§ **GIVEN PROBLEM**: Render the rows as a JSON list of strings, one string per line with blank lines omitted. Start at the line containing "stone wall as a single point per instance." and end at the line containing "(1411, 450)", including both.

-- start of DATA LISTING --

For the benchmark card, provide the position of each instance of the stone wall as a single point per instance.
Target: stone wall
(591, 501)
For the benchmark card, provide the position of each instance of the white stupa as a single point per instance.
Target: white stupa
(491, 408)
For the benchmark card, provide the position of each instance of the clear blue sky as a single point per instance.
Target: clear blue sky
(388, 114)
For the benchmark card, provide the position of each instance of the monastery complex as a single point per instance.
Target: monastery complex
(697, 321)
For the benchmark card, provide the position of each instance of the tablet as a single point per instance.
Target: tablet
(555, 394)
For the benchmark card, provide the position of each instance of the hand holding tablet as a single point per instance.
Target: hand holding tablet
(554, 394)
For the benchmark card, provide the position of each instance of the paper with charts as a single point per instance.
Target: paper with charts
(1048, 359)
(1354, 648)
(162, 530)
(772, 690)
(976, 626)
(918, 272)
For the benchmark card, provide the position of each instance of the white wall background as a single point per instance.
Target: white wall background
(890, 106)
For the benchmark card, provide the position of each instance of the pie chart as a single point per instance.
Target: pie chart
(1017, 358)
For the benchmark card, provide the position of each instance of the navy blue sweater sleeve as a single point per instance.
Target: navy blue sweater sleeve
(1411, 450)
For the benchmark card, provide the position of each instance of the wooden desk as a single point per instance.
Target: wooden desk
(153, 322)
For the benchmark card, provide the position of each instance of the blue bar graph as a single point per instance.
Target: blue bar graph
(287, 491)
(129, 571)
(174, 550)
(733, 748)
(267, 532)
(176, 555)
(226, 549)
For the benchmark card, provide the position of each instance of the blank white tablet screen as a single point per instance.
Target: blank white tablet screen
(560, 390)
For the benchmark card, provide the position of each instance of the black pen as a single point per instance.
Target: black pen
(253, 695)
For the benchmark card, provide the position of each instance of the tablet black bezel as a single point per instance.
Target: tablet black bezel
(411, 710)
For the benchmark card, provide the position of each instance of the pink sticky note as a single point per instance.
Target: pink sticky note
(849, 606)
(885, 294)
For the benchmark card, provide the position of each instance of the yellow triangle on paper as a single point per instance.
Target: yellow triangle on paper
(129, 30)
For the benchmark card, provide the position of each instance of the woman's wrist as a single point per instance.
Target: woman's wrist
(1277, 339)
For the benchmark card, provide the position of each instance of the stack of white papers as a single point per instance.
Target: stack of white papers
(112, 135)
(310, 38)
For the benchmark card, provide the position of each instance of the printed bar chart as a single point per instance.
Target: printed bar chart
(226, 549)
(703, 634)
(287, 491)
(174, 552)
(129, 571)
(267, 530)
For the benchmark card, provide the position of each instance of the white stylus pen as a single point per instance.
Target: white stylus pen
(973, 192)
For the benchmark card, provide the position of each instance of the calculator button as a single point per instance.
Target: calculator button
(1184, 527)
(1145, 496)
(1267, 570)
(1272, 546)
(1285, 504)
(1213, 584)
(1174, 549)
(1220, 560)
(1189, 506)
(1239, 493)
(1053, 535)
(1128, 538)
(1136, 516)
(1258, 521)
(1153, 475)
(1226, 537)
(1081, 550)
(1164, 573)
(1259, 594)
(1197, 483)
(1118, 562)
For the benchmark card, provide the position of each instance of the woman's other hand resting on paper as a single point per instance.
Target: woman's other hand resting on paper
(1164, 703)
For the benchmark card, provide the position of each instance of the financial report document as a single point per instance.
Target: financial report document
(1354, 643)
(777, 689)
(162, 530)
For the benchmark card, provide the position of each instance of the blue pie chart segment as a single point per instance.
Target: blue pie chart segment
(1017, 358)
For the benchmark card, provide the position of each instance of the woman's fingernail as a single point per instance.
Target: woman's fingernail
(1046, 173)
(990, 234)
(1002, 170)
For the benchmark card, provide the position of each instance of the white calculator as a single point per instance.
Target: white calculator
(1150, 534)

-- end of DATA LISTING --
-- start of DATA LISTING --

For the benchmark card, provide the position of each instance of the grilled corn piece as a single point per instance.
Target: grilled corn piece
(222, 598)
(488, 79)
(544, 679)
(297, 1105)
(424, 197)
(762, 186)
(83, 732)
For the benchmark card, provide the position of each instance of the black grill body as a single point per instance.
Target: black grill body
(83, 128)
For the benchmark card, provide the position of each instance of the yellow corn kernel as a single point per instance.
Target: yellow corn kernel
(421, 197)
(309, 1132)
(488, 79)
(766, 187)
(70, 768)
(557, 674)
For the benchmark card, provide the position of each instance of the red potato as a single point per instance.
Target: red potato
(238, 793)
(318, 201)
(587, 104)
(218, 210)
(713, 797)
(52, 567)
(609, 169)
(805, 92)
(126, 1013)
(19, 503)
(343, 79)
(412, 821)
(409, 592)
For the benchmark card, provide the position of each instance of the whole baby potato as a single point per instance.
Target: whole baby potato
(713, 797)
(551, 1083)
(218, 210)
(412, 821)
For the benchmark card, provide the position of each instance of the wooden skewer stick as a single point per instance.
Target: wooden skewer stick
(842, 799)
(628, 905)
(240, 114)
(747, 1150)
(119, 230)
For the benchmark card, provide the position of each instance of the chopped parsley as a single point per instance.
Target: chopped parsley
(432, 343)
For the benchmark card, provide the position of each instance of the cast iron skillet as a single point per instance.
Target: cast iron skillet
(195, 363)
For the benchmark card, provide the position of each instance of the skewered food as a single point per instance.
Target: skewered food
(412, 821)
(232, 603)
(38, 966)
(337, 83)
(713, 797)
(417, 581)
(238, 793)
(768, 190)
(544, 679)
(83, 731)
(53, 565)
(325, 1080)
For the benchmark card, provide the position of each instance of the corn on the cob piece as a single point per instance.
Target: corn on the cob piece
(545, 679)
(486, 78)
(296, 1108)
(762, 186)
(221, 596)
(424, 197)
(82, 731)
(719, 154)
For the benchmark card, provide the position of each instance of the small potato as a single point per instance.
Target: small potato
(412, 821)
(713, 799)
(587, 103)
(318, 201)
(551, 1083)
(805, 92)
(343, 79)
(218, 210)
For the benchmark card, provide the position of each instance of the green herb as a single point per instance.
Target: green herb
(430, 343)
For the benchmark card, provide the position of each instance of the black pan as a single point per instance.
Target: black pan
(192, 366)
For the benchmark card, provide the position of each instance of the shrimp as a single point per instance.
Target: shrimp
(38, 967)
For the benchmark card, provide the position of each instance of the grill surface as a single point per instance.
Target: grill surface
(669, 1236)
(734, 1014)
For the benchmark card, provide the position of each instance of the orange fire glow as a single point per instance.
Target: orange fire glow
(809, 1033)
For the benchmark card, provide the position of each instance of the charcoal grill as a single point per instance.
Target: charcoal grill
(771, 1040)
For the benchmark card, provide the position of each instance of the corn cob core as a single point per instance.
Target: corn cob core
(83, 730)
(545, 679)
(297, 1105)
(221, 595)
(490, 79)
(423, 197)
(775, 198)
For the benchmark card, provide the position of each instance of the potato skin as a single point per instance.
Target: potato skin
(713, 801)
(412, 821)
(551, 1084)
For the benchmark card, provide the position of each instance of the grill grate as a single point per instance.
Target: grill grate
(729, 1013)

-- end of DATA LISTING --
-- start of DATA LISTING --

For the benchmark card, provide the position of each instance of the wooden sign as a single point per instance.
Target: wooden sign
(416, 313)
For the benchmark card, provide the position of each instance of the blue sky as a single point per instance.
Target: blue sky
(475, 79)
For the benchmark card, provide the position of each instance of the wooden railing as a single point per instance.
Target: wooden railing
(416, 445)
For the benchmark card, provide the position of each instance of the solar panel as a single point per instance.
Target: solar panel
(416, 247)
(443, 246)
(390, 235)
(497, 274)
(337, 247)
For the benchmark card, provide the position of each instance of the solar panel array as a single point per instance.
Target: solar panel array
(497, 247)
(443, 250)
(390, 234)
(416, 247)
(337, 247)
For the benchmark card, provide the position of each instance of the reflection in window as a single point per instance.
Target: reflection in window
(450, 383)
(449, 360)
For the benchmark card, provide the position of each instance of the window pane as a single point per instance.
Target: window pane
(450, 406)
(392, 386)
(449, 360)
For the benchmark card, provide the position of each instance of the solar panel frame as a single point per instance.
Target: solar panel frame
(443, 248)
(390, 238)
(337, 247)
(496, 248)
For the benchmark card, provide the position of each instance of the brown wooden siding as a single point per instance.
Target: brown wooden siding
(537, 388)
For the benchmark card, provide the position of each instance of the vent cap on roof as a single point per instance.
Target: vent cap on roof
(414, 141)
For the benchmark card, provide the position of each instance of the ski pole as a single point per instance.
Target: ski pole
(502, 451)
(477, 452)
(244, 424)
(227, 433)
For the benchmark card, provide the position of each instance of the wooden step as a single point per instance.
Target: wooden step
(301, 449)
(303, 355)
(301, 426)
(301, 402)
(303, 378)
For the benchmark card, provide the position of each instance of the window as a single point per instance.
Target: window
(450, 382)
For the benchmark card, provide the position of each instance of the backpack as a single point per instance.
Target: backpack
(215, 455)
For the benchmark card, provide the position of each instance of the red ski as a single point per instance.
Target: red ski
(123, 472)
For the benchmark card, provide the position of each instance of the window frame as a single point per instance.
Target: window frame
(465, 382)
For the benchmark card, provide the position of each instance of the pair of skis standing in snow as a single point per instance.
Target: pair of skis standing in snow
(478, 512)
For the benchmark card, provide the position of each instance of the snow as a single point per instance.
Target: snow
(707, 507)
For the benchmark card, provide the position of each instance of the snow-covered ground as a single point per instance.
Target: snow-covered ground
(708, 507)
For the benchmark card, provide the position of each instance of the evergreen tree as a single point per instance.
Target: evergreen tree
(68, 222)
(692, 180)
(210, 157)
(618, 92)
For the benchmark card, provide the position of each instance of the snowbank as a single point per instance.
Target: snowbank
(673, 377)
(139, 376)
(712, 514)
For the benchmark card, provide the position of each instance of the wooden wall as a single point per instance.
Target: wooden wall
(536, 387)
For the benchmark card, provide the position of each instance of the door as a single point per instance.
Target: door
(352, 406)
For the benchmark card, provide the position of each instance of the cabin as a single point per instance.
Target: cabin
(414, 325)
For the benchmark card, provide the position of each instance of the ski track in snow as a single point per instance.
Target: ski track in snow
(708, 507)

-- end of DATA LISTING --

§ **RESPONSE**:
[
  "For the benchmark card, provide the position of each instance of the stone wall as a single point per instance.",
  "Target: stone wall",
  "(591, 501)",
  "For the benchmark card, provide the position of each instance of the white stupa as a single point per instance.",
  "Target: white stupa",
  "(491, 408)",
  "For the benchmark card, provide the position of each instance of the clear blue sky as a single point per instance.",
  "Target: clear blue sky",
  "(388, 114)",
  "For the benchmark card, provide the position of each instance of the monastery complex as a single point per instance.",
  "Target: monastery complex",
  "(697, 321)",
  "For the benchmark card, provide the position of each instance of the tablet as a single point per instance.",
  "Target: tablet",
  "(555, 394)",
  "For the benchmark card, provide the position of each instance of the hand holding tablet as a single point per instance.",
  "Target: hand holding tablet",
  "(554, 394)",
  "For the benchmark card, provide the position of each instance of the paper with charts as a single point per instance.",
  "Target: paper with charts",
  "(1048, 359)",
  "(1354, 648)",
  "(162, 530)",
  "(772, 690)",
  "(976, 626)",
  "(918, 272)",
  "For the benchmark card, provide the position of each instance of the white wall background as a single point per instance.",
  "Target: white wall background",
  "(890, 106)",
  "For the benchmark card, provide the position of each instance of the pie chart as a single point per instance.",
  "Target: pie chart",
  "(1017, 358)",
  "For the benchmark card, provide the position of each instance of the navy blue sweater sleeve as a single point per instance.",
  "Target: navy blue sweater sleeve",
  "(1411, 450)"
]